Lambannya implementasi UU PDP, Dr.Pratama Persadha: Perlindungan belum nyata

Update: 2025-10-25 10:40 GMT

Ketua Lembaga Riset Keamanan Siber CISSReC, Dr. Pratama Persadha

Ketua Lembaga Riset Keamanan Siber CISSReC, Dr. Pratama Persadha, menyoroti belum adanya langkah konkret Pemerintah dalam mengimplementasikan Undang-Undang Perlindungan Data Pribadi (UU PDP), meski masa transisi dua tahun sejak pengesahannya telah berakhir. Menurutnya, regulasi yang seharusnya menjadi tonggak penting perlindungan privasi digital warga negara itu justru kehilangan daya karena tidak disertai tindakan nyata.

“Sudah setahun masa transisi berakhir, tapi kita belum melihat adanya lembaga pelaksana. Padahal amanat undang-undangnya jelas. Tanpa pelaksanaan konkret dan lembaga pengawas yang kuat, UU PDP hanya akan menjadi simbol tanpa makna,” ujar Pratama, dalam keterangan tertulis yang diterima Elshinta, Jumat (25/10/2025)

Informasi Hasil Ekstraksi:
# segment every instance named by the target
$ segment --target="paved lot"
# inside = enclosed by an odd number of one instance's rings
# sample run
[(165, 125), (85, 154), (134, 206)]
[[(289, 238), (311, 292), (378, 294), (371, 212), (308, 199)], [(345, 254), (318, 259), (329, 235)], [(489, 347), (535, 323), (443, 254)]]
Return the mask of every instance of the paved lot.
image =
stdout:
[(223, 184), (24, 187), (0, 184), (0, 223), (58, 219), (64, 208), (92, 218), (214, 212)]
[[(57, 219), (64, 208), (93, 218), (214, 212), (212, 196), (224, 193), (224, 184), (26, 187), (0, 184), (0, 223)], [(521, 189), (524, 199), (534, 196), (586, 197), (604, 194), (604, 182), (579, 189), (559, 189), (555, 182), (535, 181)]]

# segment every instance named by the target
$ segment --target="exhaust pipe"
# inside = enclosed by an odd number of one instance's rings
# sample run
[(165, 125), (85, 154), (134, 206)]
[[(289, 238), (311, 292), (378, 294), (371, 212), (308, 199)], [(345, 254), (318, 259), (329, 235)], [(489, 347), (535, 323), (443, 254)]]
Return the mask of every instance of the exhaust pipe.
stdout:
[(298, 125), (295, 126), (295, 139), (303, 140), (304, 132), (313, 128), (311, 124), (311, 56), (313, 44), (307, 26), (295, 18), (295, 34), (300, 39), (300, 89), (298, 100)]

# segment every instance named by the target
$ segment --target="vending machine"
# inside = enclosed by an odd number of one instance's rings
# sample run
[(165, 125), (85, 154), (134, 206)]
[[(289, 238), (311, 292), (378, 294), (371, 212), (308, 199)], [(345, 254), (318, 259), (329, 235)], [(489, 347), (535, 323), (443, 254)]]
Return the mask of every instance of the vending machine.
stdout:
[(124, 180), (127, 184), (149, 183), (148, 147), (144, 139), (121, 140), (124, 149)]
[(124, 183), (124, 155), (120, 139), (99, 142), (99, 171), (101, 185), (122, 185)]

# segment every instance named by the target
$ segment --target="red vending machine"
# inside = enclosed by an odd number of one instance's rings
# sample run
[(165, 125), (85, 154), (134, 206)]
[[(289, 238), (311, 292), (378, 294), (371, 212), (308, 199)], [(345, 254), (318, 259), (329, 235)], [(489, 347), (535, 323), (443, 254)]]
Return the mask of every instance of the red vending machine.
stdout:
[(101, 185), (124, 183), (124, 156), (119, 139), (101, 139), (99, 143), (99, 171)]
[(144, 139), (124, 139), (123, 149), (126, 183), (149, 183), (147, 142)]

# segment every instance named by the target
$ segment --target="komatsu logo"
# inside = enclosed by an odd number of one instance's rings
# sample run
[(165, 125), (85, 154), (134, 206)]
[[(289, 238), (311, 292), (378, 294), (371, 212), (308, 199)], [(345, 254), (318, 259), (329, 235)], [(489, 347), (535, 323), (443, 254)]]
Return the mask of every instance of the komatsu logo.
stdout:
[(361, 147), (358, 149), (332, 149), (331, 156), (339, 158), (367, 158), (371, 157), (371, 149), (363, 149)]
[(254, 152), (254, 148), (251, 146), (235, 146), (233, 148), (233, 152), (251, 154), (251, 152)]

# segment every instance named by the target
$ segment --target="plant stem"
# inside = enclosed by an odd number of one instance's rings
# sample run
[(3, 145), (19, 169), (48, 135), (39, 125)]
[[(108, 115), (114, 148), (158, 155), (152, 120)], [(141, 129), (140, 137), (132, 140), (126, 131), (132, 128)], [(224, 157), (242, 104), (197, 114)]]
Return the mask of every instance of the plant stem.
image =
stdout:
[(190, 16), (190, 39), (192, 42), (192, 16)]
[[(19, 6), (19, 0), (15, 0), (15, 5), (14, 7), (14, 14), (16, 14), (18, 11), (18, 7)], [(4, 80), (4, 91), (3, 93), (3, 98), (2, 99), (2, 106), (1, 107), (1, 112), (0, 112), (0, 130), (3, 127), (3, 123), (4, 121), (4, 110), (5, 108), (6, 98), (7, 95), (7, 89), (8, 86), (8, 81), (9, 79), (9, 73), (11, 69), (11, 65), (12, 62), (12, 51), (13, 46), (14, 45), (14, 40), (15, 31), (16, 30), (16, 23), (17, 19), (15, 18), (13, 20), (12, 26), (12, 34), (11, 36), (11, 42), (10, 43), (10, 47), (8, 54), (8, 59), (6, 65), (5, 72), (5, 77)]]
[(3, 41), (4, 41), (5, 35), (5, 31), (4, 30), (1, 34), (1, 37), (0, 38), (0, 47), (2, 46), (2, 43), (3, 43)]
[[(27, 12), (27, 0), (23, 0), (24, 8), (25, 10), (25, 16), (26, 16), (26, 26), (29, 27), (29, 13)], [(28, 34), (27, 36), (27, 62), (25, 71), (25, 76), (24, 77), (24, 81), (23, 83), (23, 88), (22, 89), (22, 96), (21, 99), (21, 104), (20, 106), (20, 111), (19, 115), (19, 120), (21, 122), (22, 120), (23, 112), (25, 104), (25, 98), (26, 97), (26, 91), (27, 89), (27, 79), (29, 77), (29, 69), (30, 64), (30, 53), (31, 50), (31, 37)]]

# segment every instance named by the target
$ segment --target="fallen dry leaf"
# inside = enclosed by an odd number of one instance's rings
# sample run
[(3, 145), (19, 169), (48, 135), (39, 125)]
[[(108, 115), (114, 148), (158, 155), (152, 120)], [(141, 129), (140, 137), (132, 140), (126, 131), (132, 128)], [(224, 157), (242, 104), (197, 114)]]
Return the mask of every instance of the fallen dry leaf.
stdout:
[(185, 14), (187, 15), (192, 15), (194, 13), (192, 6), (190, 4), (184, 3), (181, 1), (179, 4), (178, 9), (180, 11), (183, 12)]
--
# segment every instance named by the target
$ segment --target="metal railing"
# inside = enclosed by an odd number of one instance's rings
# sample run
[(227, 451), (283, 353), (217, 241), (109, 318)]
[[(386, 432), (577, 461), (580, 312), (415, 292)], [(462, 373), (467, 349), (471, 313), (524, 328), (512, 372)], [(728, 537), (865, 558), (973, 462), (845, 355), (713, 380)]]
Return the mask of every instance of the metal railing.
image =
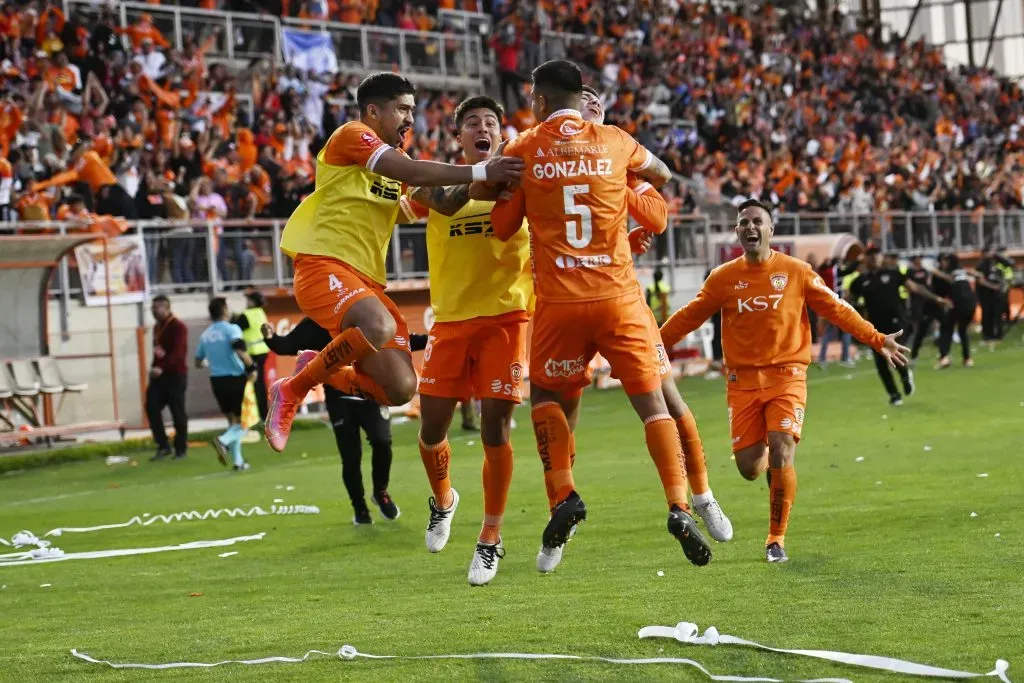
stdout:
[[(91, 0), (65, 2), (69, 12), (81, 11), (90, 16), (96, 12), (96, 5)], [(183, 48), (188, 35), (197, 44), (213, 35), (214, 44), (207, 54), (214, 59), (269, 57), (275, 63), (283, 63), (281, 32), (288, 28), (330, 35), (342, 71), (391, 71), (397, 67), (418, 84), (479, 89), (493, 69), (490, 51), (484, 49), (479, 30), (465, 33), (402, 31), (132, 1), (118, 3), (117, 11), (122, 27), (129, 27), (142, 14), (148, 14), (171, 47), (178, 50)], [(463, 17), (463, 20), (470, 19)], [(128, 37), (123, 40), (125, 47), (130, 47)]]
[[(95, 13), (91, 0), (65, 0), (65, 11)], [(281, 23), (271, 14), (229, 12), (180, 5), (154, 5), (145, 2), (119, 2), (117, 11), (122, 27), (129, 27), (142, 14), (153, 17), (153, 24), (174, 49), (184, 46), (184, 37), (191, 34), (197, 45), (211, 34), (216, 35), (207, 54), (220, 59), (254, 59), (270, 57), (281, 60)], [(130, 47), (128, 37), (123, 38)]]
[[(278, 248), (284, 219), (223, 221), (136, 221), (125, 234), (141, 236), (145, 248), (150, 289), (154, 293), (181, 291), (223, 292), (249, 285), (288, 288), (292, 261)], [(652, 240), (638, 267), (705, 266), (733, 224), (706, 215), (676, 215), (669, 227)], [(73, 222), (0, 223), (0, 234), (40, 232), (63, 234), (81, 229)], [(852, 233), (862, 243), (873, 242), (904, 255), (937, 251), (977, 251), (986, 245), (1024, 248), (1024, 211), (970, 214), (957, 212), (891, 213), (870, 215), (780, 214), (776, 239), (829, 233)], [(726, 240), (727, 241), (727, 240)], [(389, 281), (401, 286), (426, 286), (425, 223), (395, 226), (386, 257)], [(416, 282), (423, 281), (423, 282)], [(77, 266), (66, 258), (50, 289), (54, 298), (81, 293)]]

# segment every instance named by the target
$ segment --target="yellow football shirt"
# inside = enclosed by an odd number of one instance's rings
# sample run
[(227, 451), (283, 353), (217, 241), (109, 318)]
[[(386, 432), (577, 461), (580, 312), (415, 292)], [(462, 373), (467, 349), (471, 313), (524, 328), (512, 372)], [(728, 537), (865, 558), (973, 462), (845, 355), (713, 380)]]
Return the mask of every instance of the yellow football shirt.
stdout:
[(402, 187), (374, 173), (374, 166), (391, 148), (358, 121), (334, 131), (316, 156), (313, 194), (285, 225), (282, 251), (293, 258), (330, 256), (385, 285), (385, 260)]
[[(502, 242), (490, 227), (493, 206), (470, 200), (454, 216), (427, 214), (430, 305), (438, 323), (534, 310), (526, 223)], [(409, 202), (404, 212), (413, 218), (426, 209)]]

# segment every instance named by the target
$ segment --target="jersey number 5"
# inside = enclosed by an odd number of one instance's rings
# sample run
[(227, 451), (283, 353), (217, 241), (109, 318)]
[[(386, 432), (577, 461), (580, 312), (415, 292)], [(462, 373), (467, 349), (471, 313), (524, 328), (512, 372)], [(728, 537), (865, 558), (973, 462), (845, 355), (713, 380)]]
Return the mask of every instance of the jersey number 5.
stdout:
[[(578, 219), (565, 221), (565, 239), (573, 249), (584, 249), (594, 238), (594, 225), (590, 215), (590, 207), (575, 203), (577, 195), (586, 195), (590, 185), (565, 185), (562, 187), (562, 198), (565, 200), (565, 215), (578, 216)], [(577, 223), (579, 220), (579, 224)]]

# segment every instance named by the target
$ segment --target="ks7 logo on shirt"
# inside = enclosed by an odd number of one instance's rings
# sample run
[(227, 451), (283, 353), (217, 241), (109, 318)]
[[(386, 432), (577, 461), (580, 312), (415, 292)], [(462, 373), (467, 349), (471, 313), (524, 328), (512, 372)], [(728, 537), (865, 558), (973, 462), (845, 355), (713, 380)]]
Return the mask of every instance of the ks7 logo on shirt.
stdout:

Tugas Anda: Lanjutkan berita tentang lambannya implementasi UU PDP, mulai dari sesudah kalimat terakhir yang ditampilkan.

Hasil di Bawah:
Ia menilai, dalam satu tahun terakhir masyarakat justru semakin rentan menjadi korban kejahatan digital, mulai dari kebocoran data di sektor publik dan swasta, penipuan online, hingga praktik judi daring yang memanfaatkan data pribadi warga. Menurutnya, situasi ini menunjukkan lemahnya tata kelola data nasional sekaligus absennya perlindungan nyata dari negara.

“Data pribadi warga kini menjadi komoditas ilegal di ruang siber. Ketika tidak ada lembaga yang benar-benar berfungsi mengawasi dan menindak, para pelaku penyalahgunaan data akan terus leluasa beroperasi,” tegasnya.

Pratama menekankan bahwa pembentukan Badan Pelindungan Data Pribadi (Badan PDP) merupakan langkah mendesak yang tidak bisa lagi ditunda. Lembaga ini seharusnya sudah berdiri menjalankan mandat UU PDP dan memastikan kepatuhan lembaga serta perusahaan terhadap prinsip perlindungan data. Namun, katanya, hingga kini pembentukannya belum dilakukan oleh Presiden, sementara Peraturan Pemerintah (PP) PDP sebagai dasar teknis pelaksanaan juga belum diterbitkan.

“Tanpa Badan PDP dan PP PDP, tidak ada kejelasan dalam mekanisme penegakan hukum, tata kelola data, maupun sanksi bagi pelanggar. Regulasi yang seharusnya memberi rasa aman, justru belum bisa dieksekusi,” tambah mantan pejabat Badan Siber dan Sandi Negara (BSSN).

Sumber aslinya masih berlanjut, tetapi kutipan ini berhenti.